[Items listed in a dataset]
▼
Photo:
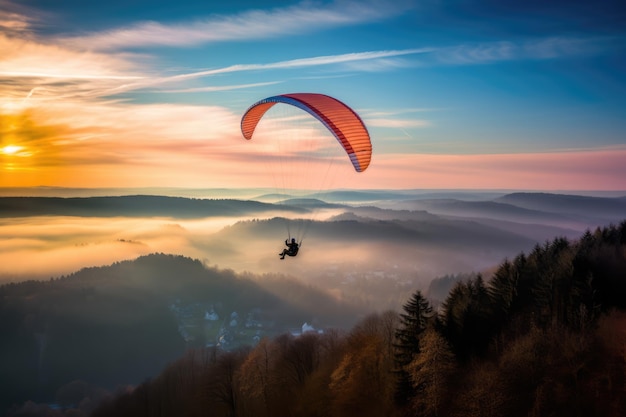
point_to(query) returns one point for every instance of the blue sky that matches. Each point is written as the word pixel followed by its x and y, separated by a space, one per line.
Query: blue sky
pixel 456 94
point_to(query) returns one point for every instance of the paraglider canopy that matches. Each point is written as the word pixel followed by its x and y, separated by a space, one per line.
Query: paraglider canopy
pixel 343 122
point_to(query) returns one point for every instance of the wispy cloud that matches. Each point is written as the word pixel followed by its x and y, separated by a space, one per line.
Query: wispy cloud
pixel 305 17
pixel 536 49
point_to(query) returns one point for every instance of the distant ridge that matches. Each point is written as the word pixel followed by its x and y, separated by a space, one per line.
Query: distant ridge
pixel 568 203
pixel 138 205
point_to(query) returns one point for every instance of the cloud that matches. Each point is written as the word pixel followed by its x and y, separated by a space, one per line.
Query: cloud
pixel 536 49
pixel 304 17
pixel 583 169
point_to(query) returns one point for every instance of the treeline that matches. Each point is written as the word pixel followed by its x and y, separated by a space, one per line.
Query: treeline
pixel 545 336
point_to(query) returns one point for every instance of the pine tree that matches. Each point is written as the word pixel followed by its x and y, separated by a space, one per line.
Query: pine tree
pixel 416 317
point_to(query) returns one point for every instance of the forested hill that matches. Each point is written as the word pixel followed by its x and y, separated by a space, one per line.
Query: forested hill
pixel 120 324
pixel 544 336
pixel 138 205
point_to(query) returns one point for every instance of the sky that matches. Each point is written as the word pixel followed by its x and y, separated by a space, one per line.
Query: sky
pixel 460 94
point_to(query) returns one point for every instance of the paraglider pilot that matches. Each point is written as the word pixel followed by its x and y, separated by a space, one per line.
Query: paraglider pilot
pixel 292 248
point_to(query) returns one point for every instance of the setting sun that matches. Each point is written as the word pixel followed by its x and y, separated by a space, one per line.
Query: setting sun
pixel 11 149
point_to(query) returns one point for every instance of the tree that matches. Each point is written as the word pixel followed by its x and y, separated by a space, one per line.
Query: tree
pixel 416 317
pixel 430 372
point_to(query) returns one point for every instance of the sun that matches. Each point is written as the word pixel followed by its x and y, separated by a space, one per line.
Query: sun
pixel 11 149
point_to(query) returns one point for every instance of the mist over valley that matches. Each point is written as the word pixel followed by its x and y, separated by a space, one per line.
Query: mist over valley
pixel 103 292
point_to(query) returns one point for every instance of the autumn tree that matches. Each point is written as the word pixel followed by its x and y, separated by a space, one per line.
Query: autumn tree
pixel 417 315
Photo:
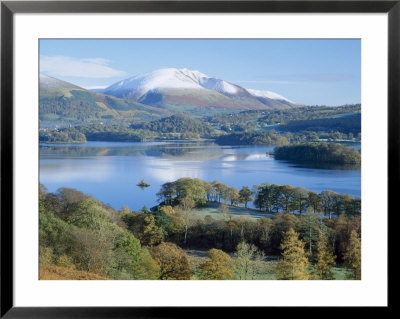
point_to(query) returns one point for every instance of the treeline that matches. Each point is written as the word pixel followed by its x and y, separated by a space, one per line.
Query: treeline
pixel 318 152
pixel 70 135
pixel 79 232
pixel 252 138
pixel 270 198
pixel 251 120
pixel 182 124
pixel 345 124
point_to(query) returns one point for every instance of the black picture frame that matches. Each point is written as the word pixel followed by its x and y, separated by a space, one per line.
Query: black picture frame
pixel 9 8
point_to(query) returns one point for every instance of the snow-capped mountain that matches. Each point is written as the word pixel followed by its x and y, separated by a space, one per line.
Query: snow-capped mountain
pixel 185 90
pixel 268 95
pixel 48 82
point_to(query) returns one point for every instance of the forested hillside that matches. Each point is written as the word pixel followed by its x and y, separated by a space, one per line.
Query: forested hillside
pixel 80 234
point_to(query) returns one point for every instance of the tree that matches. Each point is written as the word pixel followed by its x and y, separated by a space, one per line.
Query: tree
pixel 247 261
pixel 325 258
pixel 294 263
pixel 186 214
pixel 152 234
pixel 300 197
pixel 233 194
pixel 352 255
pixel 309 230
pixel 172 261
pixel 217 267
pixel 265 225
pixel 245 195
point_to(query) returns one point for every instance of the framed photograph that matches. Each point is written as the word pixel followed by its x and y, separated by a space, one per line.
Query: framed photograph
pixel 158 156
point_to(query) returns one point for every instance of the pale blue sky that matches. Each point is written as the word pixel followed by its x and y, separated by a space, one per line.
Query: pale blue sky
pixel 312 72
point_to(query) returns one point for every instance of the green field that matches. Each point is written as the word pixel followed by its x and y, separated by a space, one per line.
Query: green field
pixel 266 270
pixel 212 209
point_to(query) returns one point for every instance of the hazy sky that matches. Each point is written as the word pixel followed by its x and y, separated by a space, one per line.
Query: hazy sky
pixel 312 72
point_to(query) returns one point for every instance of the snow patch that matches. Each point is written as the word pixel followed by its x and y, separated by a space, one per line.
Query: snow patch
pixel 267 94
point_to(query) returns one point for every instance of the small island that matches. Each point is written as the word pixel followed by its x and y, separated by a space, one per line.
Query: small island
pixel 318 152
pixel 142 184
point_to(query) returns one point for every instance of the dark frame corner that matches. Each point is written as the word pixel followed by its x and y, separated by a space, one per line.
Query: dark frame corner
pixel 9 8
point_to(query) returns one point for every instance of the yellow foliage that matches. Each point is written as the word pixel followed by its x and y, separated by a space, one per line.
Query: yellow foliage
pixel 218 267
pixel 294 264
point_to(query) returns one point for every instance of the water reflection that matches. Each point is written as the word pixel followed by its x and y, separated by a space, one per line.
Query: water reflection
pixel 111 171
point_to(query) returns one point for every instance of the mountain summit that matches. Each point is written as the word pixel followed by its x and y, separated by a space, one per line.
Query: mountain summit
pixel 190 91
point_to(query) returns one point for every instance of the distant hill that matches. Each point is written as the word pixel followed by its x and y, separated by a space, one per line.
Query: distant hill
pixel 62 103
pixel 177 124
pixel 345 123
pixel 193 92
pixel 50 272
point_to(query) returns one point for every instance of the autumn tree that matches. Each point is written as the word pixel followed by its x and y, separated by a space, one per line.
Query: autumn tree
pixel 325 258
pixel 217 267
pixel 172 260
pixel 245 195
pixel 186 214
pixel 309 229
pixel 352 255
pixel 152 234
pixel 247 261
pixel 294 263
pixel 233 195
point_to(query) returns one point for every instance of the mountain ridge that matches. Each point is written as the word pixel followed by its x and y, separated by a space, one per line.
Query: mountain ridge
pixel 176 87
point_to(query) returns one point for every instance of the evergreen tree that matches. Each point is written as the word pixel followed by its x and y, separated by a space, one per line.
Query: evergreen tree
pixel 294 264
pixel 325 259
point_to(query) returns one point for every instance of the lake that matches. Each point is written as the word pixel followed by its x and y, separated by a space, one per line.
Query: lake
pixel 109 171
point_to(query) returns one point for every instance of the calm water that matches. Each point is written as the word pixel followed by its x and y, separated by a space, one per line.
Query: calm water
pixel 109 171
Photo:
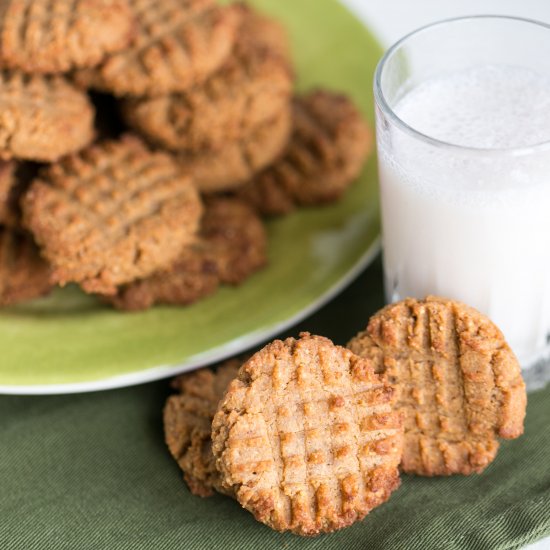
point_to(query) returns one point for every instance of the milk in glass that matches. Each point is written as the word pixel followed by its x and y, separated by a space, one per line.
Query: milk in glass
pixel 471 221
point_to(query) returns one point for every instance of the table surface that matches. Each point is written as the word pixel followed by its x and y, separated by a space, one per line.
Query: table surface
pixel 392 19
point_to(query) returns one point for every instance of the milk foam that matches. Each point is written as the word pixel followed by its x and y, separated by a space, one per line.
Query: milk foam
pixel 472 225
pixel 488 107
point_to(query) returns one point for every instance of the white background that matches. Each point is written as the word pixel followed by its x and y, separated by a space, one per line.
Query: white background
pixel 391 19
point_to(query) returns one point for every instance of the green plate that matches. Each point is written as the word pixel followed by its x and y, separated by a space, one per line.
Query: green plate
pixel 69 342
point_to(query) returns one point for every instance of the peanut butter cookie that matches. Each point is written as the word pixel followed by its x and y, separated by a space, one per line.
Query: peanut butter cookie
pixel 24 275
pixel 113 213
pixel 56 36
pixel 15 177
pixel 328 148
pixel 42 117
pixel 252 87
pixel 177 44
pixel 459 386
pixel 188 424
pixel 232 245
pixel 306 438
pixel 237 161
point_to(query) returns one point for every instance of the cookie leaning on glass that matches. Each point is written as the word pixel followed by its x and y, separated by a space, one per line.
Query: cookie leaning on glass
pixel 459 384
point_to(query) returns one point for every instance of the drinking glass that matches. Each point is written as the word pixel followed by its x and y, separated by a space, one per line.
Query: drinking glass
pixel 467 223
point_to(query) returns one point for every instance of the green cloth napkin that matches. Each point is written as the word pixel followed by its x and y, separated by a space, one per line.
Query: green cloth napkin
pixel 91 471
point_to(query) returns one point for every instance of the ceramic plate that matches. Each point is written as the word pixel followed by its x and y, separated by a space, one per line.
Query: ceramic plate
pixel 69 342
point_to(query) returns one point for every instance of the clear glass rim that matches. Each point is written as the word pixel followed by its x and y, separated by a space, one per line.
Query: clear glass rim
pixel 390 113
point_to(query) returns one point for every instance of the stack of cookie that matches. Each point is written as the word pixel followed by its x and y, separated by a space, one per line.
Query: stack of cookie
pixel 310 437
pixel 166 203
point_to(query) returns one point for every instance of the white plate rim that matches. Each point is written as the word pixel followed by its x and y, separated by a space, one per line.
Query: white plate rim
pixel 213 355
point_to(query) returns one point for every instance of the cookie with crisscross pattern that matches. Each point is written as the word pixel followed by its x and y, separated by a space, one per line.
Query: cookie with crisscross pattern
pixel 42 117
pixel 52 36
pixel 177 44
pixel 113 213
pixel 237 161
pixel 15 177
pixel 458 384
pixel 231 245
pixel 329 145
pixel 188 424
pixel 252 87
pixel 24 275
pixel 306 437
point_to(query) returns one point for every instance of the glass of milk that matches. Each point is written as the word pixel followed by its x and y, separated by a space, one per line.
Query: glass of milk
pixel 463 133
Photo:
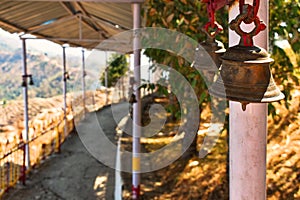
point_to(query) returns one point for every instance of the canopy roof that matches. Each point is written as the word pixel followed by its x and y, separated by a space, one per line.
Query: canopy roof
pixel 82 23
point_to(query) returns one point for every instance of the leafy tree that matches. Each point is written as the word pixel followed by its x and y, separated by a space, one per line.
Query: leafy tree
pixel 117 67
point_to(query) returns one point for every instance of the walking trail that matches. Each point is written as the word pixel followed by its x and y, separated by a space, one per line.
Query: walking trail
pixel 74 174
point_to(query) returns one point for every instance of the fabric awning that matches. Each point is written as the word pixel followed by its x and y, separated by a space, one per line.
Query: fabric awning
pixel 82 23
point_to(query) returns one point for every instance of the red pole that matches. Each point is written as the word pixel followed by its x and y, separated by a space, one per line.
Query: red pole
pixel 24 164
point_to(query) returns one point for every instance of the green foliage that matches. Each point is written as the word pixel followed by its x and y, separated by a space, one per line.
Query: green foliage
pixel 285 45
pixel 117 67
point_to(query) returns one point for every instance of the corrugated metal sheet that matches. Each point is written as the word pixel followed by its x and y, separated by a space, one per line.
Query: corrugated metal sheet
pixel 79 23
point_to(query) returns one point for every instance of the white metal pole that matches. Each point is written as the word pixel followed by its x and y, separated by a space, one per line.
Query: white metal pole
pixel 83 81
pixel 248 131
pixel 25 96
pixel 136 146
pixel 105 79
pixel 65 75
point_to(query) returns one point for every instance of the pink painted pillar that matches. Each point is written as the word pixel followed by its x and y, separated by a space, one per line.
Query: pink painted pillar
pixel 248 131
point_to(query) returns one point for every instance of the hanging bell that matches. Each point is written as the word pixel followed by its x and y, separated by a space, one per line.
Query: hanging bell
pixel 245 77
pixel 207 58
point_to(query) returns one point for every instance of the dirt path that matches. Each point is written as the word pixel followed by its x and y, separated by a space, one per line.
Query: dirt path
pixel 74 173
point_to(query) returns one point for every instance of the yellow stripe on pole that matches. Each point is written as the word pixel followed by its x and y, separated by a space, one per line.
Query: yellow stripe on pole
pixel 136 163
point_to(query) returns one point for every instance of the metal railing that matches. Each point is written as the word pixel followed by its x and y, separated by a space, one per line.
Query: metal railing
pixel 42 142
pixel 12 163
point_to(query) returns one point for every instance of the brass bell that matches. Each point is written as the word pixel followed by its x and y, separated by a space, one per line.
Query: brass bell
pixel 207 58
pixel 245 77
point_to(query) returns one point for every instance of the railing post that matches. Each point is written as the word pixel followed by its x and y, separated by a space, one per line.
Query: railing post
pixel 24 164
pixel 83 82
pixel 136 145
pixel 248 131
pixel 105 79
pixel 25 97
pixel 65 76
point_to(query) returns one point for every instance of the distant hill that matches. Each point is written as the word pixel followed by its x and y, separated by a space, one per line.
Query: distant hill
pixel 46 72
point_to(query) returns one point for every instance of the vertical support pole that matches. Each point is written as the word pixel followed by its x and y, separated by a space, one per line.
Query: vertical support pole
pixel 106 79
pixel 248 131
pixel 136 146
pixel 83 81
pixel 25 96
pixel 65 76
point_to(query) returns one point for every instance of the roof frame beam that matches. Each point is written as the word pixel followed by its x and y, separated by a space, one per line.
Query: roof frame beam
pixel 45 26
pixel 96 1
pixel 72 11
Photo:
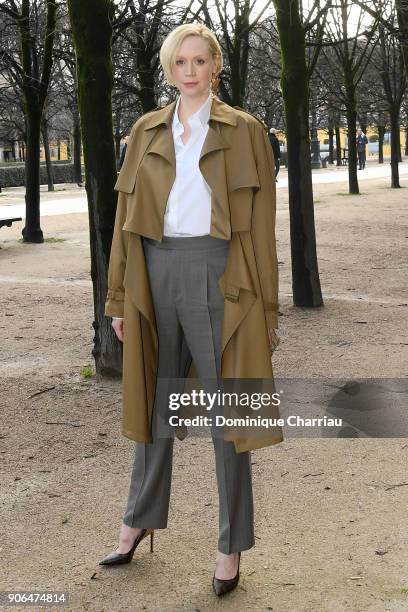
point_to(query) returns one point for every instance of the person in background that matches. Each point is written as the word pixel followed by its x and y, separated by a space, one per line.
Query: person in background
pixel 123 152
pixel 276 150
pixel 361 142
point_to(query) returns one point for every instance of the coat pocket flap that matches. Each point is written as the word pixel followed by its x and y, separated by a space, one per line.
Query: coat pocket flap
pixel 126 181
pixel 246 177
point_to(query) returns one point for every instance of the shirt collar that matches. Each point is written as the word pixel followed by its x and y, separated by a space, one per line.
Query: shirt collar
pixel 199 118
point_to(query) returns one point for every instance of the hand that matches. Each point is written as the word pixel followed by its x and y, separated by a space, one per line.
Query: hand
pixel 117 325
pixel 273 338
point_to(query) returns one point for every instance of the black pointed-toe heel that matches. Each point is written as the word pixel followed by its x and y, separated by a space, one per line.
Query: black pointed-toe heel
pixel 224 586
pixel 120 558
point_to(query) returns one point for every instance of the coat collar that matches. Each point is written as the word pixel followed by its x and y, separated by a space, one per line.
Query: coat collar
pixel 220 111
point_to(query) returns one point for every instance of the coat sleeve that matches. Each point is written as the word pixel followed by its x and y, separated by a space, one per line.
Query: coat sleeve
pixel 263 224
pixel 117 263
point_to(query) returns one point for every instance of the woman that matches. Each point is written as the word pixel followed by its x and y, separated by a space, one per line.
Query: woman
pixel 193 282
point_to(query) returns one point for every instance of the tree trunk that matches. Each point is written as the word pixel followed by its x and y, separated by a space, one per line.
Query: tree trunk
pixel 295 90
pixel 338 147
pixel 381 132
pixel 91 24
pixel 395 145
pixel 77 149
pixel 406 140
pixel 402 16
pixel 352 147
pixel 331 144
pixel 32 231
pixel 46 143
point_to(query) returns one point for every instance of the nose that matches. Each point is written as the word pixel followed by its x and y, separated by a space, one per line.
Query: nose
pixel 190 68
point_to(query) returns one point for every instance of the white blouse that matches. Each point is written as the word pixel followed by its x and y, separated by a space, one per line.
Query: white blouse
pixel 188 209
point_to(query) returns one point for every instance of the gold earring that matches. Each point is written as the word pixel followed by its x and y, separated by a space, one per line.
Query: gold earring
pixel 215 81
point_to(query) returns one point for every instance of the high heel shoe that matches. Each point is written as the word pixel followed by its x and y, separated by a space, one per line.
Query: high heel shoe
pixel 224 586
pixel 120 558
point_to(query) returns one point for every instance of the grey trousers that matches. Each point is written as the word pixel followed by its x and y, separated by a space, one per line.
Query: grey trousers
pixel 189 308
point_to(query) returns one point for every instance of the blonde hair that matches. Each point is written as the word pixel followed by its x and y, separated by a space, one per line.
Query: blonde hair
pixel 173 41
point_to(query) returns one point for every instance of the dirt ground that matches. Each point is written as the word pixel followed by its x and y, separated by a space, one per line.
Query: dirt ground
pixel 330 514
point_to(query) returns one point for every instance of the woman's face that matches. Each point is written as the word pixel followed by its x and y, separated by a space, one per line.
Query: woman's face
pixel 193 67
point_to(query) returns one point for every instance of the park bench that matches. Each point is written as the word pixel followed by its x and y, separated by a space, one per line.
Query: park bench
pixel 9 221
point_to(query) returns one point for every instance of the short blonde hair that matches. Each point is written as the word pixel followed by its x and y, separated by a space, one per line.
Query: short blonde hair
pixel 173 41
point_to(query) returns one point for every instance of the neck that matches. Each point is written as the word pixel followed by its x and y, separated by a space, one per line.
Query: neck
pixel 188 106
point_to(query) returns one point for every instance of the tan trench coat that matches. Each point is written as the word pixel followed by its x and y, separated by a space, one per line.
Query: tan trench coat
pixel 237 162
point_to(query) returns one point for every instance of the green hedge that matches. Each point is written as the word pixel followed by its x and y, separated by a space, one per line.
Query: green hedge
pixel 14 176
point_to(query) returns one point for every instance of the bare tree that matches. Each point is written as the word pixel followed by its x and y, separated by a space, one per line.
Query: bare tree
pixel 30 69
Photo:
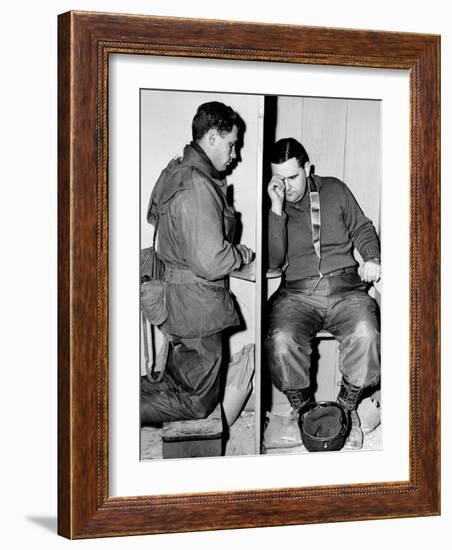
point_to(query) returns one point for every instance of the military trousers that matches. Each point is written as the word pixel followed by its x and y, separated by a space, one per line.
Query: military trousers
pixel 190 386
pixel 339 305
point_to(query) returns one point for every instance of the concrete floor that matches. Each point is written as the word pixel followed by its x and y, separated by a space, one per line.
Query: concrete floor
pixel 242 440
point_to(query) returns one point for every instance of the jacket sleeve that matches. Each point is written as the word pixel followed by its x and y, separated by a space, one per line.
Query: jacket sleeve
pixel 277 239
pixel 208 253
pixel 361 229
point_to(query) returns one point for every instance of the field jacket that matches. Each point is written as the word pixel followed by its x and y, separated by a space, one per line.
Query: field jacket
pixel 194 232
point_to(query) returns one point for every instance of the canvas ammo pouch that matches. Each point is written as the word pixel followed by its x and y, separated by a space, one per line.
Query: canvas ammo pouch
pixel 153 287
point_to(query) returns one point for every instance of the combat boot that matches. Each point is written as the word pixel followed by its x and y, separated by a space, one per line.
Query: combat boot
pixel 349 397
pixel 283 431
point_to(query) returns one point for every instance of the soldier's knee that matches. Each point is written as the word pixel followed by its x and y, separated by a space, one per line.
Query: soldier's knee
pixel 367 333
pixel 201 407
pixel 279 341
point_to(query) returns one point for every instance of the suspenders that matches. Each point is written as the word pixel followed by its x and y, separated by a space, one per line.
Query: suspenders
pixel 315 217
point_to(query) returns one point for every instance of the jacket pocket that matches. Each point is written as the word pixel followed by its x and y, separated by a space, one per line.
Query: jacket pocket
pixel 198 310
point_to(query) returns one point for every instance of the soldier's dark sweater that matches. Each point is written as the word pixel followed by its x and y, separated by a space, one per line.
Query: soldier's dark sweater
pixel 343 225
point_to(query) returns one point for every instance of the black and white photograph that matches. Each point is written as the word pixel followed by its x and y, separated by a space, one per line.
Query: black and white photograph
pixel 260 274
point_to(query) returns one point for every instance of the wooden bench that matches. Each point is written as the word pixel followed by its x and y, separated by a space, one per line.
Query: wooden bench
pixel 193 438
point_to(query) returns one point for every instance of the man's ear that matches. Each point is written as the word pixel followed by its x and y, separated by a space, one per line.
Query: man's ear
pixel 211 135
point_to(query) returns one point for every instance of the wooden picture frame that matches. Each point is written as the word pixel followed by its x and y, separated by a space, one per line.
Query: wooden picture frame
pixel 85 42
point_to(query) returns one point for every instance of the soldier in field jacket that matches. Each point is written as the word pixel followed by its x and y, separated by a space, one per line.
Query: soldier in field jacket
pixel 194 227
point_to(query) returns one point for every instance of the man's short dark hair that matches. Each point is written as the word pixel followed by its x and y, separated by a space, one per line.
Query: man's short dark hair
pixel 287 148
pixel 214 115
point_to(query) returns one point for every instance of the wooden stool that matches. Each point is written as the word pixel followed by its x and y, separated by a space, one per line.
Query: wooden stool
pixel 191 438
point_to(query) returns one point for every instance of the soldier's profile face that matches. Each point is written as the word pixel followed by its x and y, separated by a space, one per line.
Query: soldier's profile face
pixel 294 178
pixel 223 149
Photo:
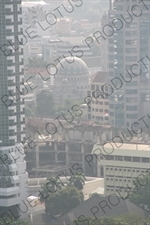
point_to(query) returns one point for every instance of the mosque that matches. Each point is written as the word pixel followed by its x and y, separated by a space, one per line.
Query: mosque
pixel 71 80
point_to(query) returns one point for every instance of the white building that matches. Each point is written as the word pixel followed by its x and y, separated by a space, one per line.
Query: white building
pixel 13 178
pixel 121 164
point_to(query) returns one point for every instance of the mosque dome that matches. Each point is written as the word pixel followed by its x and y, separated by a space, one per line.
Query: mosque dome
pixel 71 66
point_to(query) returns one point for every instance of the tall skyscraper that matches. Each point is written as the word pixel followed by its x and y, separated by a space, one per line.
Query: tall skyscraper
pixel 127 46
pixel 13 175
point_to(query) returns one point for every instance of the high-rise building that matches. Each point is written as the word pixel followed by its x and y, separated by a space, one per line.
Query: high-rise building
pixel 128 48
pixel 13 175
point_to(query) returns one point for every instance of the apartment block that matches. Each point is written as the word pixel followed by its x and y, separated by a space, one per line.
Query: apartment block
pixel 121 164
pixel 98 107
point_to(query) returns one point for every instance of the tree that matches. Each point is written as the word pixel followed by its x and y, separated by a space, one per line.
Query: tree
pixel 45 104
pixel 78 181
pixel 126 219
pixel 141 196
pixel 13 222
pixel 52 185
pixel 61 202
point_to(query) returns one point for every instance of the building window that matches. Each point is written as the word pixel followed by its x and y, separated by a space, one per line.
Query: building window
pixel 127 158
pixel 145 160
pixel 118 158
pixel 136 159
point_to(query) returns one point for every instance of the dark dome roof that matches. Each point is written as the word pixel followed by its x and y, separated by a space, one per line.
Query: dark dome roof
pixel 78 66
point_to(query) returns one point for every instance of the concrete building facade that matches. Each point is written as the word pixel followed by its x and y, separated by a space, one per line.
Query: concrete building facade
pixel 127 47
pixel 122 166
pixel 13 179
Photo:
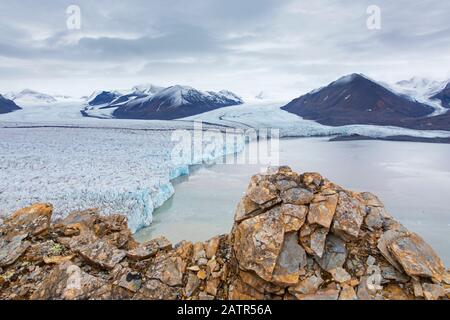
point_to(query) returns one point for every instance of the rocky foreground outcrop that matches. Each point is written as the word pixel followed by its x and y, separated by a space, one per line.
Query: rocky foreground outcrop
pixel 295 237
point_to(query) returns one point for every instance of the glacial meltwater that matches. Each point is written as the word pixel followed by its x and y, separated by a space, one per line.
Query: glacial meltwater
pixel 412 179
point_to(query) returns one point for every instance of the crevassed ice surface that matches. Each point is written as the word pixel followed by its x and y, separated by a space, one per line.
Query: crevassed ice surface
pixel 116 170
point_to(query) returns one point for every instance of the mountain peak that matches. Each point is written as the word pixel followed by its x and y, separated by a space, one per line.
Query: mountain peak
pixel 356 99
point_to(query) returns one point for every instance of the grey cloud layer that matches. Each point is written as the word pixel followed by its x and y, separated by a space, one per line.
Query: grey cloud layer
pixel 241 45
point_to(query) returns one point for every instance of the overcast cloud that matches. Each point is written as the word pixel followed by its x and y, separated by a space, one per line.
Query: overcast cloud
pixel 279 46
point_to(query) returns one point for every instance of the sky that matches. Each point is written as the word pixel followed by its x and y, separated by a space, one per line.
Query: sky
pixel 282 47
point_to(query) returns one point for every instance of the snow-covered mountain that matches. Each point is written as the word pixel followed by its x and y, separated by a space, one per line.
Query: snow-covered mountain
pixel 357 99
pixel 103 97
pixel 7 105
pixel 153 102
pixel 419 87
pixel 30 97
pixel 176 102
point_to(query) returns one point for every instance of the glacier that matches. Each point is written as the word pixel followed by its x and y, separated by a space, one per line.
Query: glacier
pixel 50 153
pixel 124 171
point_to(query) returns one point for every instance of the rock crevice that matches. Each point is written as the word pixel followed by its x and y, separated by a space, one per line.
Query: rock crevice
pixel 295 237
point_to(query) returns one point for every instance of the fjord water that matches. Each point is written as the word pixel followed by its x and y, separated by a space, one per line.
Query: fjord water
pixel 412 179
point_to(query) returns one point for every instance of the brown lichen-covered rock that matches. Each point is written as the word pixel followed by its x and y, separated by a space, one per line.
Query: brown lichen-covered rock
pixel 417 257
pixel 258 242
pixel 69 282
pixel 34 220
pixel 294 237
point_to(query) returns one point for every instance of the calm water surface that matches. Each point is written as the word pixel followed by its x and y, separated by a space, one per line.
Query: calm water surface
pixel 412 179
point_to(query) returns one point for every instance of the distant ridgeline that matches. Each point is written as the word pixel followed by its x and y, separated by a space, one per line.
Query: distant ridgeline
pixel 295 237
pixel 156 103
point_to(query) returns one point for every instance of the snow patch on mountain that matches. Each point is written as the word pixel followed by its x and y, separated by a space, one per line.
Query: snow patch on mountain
▲
_Requirement_: Output the line containing "the rock crevice" and all lines after it to the end of the records, exactly as given.

_Result for this exercise_:
point_to(query) returns one point for every instance of the rock crevice that matches. Each point is written as the word pixel followed by its x and y, separated by a space, one per line.
Query: rock crevice
pixel 295 237
point_to(query) returns one point for every instance of the fjord water that matches. Each point is written as the word pixel followed by its x and y, separated by a space, one per line.
Query: fjord water
pixel 412 179
point_to(query) returns one point for every instance of the brown lichen-covered rock that matches. Each point is written as the word pixel followed by its x and y, separated by a space, one per line.
Query: brown lichen-covered rock
pixel 417 257
pixel 258 242
pixel 69 282
pixel 34 220
pixel 294 237
point_to(query) returns one point for every instance of the calm water surface that matches. Each point is written as the word pixel followed by its x and y, separated by a space, one per line.
Query: calm water surface
pixel 412 179
point_to(query) returns one point for every instance of the distant ridgeline that matches. Each point is written as the word pixel followed by its x and y, separated by a space, one per line.
Query: distant ridgeline
pixel 295 237
pixel 156 103
point_to(query) returns one point for every instance of the snow patch on mountain that matches. Each point is written as the word pixel followed by its x and y, separated by a space, one per line.
Query: snow patch on mountain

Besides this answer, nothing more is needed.